TASK STATEMENT:
Continue the news article on the 2012 vice presidential debate, beginning after its final sentence.

Upcoming presidential debatesIt was the vice presidential candidates' turn to shine Thursday night. After the first presidential debate left viewers chattering more about Big Bird than the issues, Vice President Joe Biden and challenger Paul Ryan tried not to stray from the general issues in their first and only debate before the election.
"Well I thought they both stood up well, and I did not see any stumbles particularly," said Robin Bozian, 60, of Cutler.
However, more time for each talking point would have allowed the candidates to get deeper into the issues.
The Associated Press
Vice President Joe Biden and Republican vice presidential nominee Rep. Paul Ryan of Wisconsin gesture after the vice presidential debate at Centre College, Thursday, in Danville, Ky.
"I was disappointed that we never did get the cuts that they keep talking about," said Bozian in reference to how Ryan and Republican presidential nominee Mitt Romney would fund their proposed 20 percent tax cut.
Moderator Martha Raddatz of ABC News asked Ryan if he had a specific plan in place that would account for the tax cuts.
"What we're saying is here is our framework. Lower the tax rate by 20 percent. Deny those loopholes to higher tax brackets," he answered.
Upcoming presidential debates
- Each debate will be broadcast live on C-SPAN, ABC, CBS, FOX and NBC, as well as all cable news channels, including CNN, Fox News and MSNBC among others.
- Oct. 16, 9 p.m.-10:30 p.m., a town meeting format in which undecided voters selected by the Gallup Organization will be able to ask questions which each candidate has two minutes to answer. Will include topics on both foreign and domestic policy.
- Oct. 22, 9 p.m.-10:30 p.m., a foreign policy debate moderated by Bob Schieffer, host of CBS's Face the Nation. The format will be identical to the first presidential debate.
Though Ryan did not give specifics when pressed by Raddatz, he did guarantee the math adds up.
"Everything I have read says you can not do that without being pretty catastrophic to social programs," commented Bozian.
Beyond proposed tax plans, Ryan and Biden tackled issues ranging from foreign policy in Iran and Afghanistan to domestic policies such as Medicare and Social Security.
The candidates struck very different stances on the nuclear capabilities in Iran.
"What would be worse, another war in the middle east or a nuclear armed Iran?" asked Raddatz.
In response, Ryan said even the possibility of nuclear weapons in Iran would lead to a nuclear arms race in the middle east, a situation that could lead to war in the long run.
Biden, however, said that war should always be the last resort. He maintained that Iran is nowhere close to having nuclear capabilities.

[Collected data]
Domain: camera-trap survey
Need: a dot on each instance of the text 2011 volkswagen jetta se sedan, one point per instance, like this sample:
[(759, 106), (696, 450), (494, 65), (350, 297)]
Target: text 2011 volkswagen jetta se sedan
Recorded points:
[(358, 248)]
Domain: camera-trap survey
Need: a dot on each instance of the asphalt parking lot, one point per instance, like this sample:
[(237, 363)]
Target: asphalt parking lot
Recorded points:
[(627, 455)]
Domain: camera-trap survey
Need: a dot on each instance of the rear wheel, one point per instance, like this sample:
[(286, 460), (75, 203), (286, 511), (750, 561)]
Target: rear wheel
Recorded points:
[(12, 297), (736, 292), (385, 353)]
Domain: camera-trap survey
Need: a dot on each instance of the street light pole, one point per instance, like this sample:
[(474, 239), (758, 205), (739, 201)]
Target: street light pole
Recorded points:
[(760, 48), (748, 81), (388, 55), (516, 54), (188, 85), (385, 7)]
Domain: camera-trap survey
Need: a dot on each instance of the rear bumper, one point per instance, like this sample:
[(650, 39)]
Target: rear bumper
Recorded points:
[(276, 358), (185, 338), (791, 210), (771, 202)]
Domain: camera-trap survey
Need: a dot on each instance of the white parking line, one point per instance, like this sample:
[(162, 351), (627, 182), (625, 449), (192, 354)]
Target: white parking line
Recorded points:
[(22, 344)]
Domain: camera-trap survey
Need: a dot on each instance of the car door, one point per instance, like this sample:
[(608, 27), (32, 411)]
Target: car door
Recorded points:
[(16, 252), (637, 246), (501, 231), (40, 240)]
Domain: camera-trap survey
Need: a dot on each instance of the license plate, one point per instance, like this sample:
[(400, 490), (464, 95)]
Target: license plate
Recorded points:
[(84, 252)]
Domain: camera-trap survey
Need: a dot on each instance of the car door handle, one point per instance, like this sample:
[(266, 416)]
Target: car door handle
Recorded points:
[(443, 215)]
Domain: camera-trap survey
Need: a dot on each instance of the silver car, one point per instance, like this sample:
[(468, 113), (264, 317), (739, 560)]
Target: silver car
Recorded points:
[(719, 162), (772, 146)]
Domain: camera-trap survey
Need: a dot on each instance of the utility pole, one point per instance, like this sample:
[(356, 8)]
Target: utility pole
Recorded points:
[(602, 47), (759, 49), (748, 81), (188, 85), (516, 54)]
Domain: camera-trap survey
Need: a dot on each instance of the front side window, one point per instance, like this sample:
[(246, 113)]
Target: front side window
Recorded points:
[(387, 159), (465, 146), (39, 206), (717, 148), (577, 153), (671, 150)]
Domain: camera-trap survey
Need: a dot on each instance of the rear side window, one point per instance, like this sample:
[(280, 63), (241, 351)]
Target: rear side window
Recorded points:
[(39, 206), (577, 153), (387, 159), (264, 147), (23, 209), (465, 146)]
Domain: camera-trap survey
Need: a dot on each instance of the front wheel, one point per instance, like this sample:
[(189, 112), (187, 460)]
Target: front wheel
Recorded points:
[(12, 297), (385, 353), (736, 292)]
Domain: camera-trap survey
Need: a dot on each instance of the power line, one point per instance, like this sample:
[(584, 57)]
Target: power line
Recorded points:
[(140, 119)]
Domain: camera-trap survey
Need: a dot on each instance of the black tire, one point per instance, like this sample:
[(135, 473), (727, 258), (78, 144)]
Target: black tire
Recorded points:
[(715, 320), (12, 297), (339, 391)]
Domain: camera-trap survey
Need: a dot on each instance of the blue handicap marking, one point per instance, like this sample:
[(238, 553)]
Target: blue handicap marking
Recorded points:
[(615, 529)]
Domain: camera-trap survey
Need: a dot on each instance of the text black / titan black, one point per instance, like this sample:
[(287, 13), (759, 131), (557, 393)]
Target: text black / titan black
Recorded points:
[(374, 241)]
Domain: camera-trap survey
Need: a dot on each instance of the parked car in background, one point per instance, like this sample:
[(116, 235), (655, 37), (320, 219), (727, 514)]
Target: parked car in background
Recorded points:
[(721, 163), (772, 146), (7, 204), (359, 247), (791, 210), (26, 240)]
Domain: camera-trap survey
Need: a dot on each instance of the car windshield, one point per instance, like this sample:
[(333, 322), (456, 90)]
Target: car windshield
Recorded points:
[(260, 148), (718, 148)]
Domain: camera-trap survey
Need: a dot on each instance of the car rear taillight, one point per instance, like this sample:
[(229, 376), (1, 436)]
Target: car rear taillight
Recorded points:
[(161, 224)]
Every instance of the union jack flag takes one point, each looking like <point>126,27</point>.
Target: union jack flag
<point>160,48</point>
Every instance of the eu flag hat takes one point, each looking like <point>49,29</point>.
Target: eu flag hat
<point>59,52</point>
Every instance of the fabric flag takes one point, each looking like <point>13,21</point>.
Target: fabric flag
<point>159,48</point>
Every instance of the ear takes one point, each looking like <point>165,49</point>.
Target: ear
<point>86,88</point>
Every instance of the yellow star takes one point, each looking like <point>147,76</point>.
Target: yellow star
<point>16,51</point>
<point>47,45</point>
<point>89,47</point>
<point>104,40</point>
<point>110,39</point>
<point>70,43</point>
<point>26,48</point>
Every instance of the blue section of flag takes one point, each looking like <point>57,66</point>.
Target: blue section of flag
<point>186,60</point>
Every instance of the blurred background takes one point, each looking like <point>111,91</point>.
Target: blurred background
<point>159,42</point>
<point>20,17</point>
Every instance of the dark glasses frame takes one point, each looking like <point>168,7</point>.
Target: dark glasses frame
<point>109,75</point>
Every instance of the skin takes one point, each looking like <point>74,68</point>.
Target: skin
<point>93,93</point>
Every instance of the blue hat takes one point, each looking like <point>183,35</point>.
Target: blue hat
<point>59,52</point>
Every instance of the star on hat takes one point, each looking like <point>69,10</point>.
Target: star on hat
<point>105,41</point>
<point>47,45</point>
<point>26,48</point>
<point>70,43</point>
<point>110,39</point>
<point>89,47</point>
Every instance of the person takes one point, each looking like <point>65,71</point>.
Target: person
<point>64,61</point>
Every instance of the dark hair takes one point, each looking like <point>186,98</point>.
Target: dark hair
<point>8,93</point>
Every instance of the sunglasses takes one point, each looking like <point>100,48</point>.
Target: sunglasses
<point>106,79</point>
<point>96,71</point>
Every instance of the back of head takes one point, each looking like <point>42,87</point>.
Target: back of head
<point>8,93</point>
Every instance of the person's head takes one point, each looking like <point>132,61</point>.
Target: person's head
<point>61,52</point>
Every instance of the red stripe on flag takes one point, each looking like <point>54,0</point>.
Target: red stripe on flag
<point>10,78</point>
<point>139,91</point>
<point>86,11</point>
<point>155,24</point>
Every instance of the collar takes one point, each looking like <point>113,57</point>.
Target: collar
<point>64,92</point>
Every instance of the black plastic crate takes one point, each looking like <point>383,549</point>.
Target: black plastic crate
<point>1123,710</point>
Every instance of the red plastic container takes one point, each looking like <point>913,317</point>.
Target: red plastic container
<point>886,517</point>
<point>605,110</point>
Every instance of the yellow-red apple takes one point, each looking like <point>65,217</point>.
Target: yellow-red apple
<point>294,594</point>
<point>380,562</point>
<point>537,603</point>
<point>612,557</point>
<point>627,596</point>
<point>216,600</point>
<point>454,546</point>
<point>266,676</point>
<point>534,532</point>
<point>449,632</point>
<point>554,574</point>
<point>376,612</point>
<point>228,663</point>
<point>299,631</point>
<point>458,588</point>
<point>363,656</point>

RESPONSE AREA:
Marietta resident Sharon Farnsworth, 65, said the conversation was eerily reminiscent of previous president George W. Bush's comments Iraq.
"When I heard Paul Ryan talking about Iran, it reminded me of George Bush talking about Iraq. It just brought me back to that whole business of weapons of mass destruction," said Farnsworth.
When the topic turned to domestic policy, Biden fought hard to defend the Affordable Care Act, which Ryan said has forced thousands of Americans to give up health care plans which they preferred.
"The American Medical Association, American Association of Retired Persons endorsed what we did. It extended the life of Medicare to 2026," argued Biden.
If Romney and Ryan repeal Obamacare like they have promised, it would make Medicare insolvent in 2016, added Biden.
Ryan said his plan would not change Medicare benefits for Americans over 55, and would give the younger generation the freedom to make their own decisions.
Marietta resident Mary Finley, 61, felt Biden did a good job bringing up some of the points that Obama skimmed over during last week's debate.
"I was really happy Vice President Biden point out that GM is alive and well. Governor Romney was, of course, willing to let Detroit fail," said Finley.
Biden said Romney had no commitment to the automobile industry.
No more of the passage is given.